> Stated exercise: Gather every line of the rows below that contains the string "between", matching case exactly, and copy each such line in full.

> Exercise inputs:
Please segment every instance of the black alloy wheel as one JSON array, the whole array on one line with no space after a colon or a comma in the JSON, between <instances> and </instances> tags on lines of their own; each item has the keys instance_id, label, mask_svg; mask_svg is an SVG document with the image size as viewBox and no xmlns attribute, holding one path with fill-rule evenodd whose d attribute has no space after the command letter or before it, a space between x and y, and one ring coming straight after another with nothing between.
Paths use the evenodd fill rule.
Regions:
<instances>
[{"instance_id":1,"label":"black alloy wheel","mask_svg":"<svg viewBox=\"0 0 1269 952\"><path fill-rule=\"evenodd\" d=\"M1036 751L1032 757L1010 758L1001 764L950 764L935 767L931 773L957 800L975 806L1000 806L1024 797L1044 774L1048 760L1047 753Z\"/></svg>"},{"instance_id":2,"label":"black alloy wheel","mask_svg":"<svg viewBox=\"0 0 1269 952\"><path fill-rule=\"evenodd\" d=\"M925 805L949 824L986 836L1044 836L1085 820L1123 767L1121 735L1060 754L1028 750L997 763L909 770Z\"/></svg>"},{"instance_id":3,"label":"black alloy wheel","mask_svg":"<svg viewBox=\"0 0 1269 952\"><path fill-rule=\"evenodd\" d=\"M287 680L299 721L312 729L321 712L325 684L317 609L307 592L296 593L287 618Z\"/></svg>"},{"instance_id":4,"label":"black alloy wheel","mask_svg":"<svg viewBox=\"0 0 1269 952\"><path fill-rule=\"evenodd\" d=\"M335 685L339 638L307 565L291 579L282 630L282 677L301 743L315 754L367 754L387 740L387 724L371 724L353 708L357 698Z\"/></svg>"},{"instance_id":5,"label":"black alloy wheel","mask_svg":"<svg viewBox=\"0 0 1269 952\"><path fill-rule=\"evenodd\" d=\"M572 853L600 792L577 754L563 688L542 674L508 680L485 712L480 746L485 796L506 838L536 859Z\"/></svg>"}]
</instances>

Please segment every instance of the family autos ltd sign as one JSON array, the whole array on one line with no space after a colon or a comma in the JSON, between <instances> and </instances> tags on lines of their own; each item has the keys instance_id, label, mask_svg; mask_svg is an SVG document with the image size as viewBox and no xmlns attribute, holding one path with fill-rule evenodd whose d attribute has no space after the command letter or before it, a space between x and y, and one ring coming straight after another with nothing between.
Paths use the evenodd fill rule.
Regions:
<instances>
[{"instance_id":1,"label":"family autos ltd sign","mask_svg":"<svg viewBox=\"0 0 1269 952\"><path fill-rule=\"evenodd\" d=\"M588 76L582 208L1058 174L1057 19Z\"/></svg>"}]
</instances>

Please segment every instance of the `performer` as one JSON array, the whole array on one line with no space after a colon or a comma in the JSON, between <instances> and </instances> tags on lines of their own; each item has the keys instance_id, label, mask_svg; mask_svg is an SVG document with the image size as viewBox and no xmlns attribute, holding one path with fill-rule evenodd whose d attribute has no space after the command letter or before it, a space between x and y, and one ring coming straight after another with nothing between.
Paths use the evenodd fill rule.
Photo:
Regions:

> Result below:
Please segment every instance of the black alloy wheel as one JSON array, the whole array on one line with no space after a colon or a comma in the JSON, between <instances> and </instances> tags on lines of their own; each item has the keys instance_id, label, mask_svg; mask_svg is an SVG document with the image size as viewBox and no xmlns attribute, holding one path with fill-rule evenodd whose d attribute has no space after the command letter or before it, a space between x and y, and one ring coming straight after another with nothing between.
Please segment every instance of the family autos ltd sign as one JSON array, the whole array on one line with no space after a colon or a comma in the JSON, between <instances> and </instances> tags on lines of their own; each item has the keys instance_id, label, mask_svg; mask_svg is an SVG document with the image size as viewBox and no xmlns attribute, holding one path with fill-rule evenodd whose d attribute has no space after the command letter or before it, a space between x and y, and one ring coming straight after another with nothing between.
Please segment every instance of the `performer` as one JSON array, the whole array on one line with no space after a colon or a comma in the JSON, between <instances> and </instances> tags on lines of their own; each item has the keys instance_id, label, mask_svg; mask_svg is an SVG document with the image size as viewBox and no xmlns attribute, holding one path with fill-rule evenodd whose d attribute has no space after the command letter or before it, a space between x and y, and one ring coming straight after another with nothing between.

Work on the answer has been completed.